*PROBLEM TO WORK ON*
The answer is one number: how many lines in the data below hold "above".

*MATERIAL FOR THIS TASK*
....
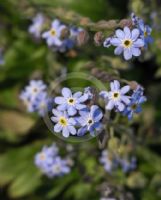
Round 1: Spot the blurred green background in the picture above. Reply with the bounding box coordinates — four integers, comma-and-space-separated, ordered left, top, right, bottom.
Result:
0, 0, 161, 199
....
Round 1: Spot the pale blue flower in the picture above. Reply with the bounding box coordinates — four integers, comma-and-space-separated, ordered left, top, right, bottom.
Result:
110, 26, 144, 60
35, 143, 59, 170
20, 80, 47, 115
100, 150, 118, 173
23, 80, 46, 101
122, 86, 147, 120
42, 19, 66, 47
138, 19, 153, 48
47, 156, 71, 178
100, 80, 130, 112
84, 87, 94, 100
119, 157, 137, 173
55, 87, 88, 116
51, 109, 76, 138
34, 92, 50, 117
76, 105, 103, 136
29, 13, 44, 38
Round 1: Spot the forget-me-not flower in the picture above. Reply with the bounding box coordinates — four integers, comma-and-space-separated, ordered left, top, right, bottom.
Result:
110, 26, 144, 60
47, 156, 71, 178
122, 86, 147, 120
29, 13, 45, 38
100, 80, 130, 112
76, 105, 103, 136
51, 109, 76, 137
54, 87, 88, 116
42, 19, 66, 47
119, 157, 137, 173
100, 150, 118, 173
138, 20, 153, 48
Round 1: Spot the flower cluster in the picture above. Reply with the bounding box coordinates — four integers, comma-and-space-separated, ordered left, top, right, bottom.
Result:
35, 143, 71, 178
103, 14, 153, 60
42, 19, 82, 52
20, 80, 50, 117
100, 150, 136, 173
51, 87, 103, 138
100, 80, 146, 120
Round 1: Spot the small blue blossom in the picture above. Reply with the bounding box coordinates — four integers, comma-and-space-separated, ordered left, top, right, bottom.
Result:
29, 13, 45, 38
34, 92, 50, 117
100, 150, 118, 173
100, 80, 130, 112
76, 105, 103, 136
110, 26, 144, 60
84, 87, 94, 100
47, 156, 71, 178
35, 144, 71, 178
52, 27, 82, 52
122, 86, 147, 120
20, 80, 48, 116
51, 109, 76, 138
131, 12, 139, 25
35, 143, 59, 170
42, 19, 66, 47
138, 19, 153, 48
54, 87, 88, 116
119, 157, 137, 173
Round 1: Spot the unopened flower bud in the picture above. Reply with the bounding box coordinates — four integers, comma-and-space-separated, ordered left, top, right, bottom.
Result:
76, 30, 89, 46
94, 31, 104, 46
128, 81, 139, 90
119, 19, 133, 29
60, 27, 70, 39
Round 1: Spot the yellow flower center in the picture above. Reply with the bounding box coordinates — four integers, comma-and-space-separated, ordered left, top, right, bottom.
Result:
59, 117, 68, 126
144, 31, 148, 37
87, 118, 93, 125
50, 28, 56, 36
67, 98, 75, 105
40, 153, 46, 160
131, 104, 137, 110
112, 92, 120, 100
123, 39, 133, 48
....
*RESULT FOR THIS EXERCISE*
7